● BRANO
::::::::

Sommergibili sotto il Polo di Franco Harrauer
L’inizio dello sfruttamento dei campi petroliferi dell’Alaska, ha posto nuovi problemi per il trasporto del greggio dai pozzi alle raffinerie. Scartato il progetto di un oleodotto sino ai porti liberi dai ghiacci del Pacifico, le grandi compagnie petrolifere stanno studiando nuovi mezzi e metodi di trasporto si da rendere economica e fruttifera l’operazione di ricerca che ha dato risultati insperati ma che è costata milioni di dollari. L’esperimento «Manhattan » ha dimostrato la anti economicità del trasporto con petroliere rompighiaccio, sia per l’alto costo del mezzo impiegato che per tempi di trasporto.

::::::::

● RICHIESTA SCRITTA
Secondo il brano sul trasporto del greggio dall'Alaska, che cosa ha dimostrato l'esperimento «Manhattan»? Le righe non hanno alcun ruolo in questa parte.

● DATI FORNITI

::::::::

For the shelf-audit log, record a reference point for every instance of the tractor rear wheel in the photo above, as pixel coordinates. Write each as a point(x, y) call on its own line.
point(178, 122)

::::::::

● RISULTATO PRODOTTO
Ha dimostrato l'anti economicità del trasporto con petroliere rompighiaccio, sia per l'alto costo del mezzo impiegato sia per i tempi di trasporto.